** start Working data **

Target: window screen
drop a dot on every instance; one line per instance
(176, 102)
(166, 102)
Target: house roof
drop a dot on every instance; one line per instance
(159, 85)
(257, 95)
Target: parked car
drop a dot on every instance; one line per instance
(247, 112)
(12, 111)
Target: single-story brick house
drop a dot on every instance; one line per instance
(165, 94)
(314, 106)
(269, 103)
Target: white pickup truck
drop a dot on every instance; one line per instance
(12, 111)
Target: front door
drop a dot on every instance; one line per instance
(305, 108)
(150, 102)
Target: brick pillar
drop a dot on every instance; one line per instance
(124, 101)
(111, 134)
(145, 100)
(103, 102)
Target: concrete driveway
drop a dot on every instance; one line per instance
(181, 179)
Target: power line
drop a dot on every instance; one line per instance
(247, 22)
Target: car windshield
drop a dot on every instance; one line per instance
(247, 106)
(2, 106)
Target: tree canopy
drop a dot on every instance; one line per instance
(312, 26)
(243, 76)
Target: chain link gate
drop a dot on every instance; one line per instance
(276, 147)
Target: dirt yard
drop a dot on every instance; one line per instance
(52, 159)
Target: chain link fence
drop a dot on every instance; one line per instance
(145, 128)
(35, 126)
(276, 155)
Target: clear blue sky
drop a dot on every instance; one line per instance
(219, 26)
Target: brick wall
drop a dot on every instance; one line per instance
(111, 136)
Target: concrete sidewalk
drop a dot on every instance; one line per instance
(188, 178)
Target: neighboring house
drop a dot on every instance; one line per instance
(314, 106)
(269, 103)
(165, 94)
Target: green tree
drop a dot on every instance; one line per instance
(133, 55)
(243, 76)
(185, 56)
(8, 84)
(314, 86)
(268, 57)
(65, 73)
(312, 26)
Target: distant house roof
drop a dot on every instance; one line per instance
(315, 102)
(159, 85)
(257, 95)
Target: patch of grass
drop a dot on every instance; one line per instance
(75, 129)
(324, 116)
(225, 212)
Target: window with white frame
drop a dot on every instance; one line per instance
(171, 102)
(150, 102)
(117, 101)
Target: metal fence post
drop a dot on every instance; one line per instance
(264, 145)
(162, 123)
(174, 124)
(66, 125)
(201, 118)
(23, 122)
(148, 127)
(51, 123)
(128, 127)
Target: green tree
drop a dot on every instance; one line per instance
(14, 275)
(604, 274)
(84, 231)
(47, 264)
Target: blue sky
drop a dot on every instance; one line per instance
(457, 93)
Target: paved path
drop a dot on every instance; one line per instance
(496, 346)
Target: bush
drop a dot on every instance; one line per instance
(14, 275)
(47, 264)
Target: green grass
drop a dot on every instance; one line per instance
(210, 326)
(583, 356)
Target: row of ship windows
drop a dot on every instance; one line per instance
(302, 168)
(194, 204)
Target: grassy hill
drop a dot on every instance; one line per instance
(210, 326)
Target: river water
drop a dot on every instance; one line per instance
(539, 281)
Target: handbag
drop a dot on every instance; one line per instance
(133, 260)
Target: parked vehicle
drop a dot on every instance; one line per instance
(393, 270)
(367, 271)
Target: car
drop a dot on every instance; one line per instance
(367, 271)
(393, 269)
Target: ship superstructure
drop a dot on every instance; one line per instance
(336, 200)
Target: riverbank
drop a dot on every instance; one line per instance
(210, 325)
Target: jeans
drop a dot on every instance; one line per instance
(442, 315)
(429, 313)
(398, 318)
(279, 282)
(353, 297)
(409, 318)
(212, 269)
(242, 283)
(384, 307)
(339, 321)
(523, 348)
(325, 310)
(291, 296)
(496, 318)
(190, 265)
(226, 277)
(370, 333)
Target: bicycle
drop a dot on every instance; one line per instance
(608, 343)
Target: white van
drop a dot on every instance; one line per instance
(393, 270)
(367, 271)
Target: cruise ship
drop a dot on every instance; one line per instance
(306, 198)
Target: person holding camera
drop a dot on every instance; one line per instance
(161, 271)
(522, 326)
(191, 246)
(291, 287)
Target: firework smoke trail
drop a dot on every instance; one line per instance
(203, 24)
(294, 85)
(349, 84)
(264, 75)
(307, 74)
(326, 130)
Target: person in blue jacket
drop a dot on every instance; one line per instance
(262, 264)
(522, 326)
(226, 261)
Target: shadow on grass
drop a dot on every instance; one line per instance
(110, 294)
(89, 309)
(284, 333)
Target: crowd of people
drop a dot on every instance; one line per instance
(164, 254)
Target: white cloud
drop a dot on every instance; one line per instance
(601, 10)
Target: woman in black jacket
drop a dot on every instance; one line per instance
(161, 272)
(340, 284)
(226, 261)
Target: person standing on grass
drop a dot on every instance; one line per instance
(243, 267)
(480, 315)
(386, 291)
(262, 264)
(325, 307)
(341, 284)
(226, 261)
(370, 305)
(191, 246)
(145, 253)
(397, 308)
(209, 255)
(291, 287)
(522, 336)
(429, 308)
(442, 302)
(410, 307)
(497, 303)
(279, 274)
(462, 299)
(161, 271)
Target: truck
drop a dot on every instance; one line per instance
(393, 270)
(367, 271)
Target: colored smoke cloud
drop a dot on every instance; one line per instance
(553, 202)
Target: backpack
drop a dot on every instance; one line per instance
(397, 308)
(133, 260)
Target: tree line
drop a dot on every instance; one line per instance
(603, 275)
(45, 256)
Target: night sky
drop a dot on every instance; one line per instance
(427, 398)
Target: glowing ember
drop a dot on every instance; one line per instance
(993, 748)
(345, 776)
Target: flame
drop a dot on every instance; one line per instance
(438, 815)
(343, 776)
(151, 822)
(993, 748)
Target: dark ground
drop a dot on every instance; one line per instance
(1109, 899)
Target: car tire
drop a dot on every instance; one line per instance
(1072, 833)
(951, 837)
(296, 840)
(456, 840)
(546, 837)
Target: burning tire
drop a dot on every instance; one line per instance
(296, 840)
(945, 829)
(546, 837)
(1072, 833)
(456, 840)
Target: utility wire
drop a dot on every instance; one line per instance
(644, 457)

** end Working data **

**Required task**: Repeat the lines above exactly.

**Reply to the task**:
Target: window screen
drop a dot on every instance; one line per instance
(176, 102)
(166, 102)
Target: house roof
drop a dot on every instance; one line per instance
(159, 85)
(257, 95)
Target: parked car
drop a dot on every instance; one line per instance
(247, 112)
(12, 111)
Target: single-story brick house
drop a dot on every instance; one line per instance
(165, 94)
(314, 106)
(269, 103)
Target: white pickup truck
drop a dot on every instance; one line per instance
(12, 111)
Target: front door
drop a dot on every instance; one line per instance
(305, 108)
(150, 102)
Target: brick pillar
drop a dot on every instance; one line per instance
(124, 101)
(111, 134)
(145, 100)
(103, 102)
Target: concrete driveway
drop a dot on every instance; one line per instance
(181, 179)
Target: power line
drop a dot on every instance; one line per instance
(247, 22)
Target: car windshield
drop a dot on every instance; one line per instance
(247, 106)
(2, 106)
Target: tree canopy
drop a dot on every instance; one line per instance
(312, 26)
(243, 76)
Target: chain link gate
drop a dot on every instance; one line per instance
(276, 147)
Target: dirt yard
drop a dot on every instance; one line per instance
(52, 159)
Target: chain link fence
drop a dot on every instance; one line per instance
(145, 128)
(35, 126)
(276, 155)
Target: clear blue sky
drop a dot on every instance; one line per instance
(219, 26)
Target: brick wall
drop a dot on every instance; one line per instance
(111, 136)
Target: concrete sidewalk
drop a dot on every instance; one line per instance
(188, 178)
Target: neighboring house
drop a dot on every instance; one line per instance
(314, 106)
(269, 103)
(165, 94)
Target: green tree
drop a dot on every instance; one line per instance
(133, 55)
(243, 76)
(185, 56)
(8, 84)
(314, 86)
(268, 57)
(65, 73)
(312, 26)
Target: distant house roof
drop a dot on every instance; one line per instance
(315, 102)
(159, 85)
(257, 95)
Target: patch of grass
drop a dot on every instance; one line per instance
(75, 129)
(324, 116)
(225, 212)
Target: window with white frame
drop a dot on every instance; one line per instance
(171, 102)
(150, 102)
(117, 101)
Target: metal fence post
drop a dot on every instance; one line per instance
(264, 145)
(162, 123)
(174, 124)
(66, 125)
(201, 118)
(23, 122)
(148, 127)
(51, 123)
(128, 127)
Target: green tree
drop a dot on every instance; one line per instance
(14, 275)
(604, 274)
(84, 231)
(47, 264)
Target: blue sky
drop a dot on every instance; one line per instance
(457, 93)
Target: paved path
drop a dot on every instance; one line per instance
(496, 346)
Target: bush
drop a dot on every instance; one line per instance
(14, 275)
(47, 264)
Target: green grass
drop a dot on every instance; one line per instance
(210, 326)
(583, 356)
Target: row of ship windows
drop a dot on every instance; one line per instance
(302, 168)
(194, 204)
Target: grassy hill
drop a dot on every instance; one line per instance
(210, 326)
Target: river water
drop a dot on every instance; one line per instance
(539, 281)
Target: handbag
drop a dot on every instance; one line per instance
(133, 260)
Target: parked vehicle
drop a dot on every instance; one line per instance
(393, 270)
(367, 271)
Target: car
drop a dot on every instance; one line per instance
(367, 271)
(393, 269)
Target: ship superstructure
drop a dot on every instance; one line per instance
(336, 200)
Target: riverbank
drop a dot on every instance; one line per instance
(210, 325)
Target: jeans
drop a dot on every instance; one line per instance
(442, 315)
(429, 313)
(398, 318)
(279, 282)
(353, 297)
(409, 318)
(212, 269)
(242, 283)
(384, 307)
(339, 321)
(523, 348)
(325, 310)
(291, 296)
(496, 318)
(190, 265)
(226, 277)
(370, 333)
Target: bicycle
drop a dot on every instance; one line per instance
(608, 343)
Target: white van
drop a dot on every instance; one line per instance
(393, 270)
(367, 271)
Target: cruise ship
drop a dot on every instance; one line per instance
(306, 198)
Target: person holding camera
drop a dot on every instance; one line per instance
(161, 271)
(522, 326)
(191, 246)
(291, 287)
Target: firework smoke trail
drop a dot on every instance; one line per instance
(203, 24)
(294, 85)
(349, 84)
(264, 75)
(307, 74)
(326, 130)
Target: person in blue jacket
drop a dot on every instance; one line per instance
(262, 264)
(522, 326)
(226, 261)
Target: shadow on grass
drop a dot on every instance; one line per instance
(110, 294)
(89, 309)
(284, 333)
Target: crowd of people
drop a dot on every instance; one line per instance
(164, 254)
Target: white cloud
drop a dot on every instance; one line per instance
(601, 10)
Target: woman in black jacket
drop a dot on every instance; one line per instance
(161, 272)
(340, 284)
(226, 261)
Target: person standing on grass
drop a dot on every instance; one line per instance
(243, 267)
(480, 315)
(386, 291)
(262, 264)
(325, 307)
(341, 284)
(226, 261)
(370, 305)
(191, 246)
(145, 253)
(397, 308)
(209, 255)
(291, 287)
(522, 336)
(429, 308)
(442, 302)
(410, 307)
(497, 303)
(279, 274)
(462, 299)
(161, 271)
Target: truck
drop a dot on every instance; one line per instance
(393, 270)
(367, 271)
Target: colored smoke cloud
drop a dot on every instance; one line per instance
(553, 202)
Target: backpack
drop a dot on every instance; one line per instance
(397, 308)
(133, 260)
Target: tree line
drop a dot on every instance; one line per instance
(603, 275)
(45, 256)
Target: night sky
drop a dot on every instance; one line per instance
(427, 398)
Target: glowing ember
drop a dot on every instance; one line per instance
(993, 748)
(345, 776)
Target: flame
drop a dot on every instance; one line per instance
(438, 815)
(343, 776)
(151, 822)
(993, 748)
Target: dark ground
drop a dot on every instance; one line per instance
(1109, 899)
Target: car tire
drop a dot on every instance; one line per instance
(1072, 833)
(951, 837)
(296, 840)
(456, 840)
(546, 837)
Target: burning tire
drop a dot on every instance; one line per instance
(296, 840)
(945, 829)
(546, 837)
(1072, 833)
(456, 840)
Target: utility wire
drop a dot on every instance; one line per instance
(644, 457)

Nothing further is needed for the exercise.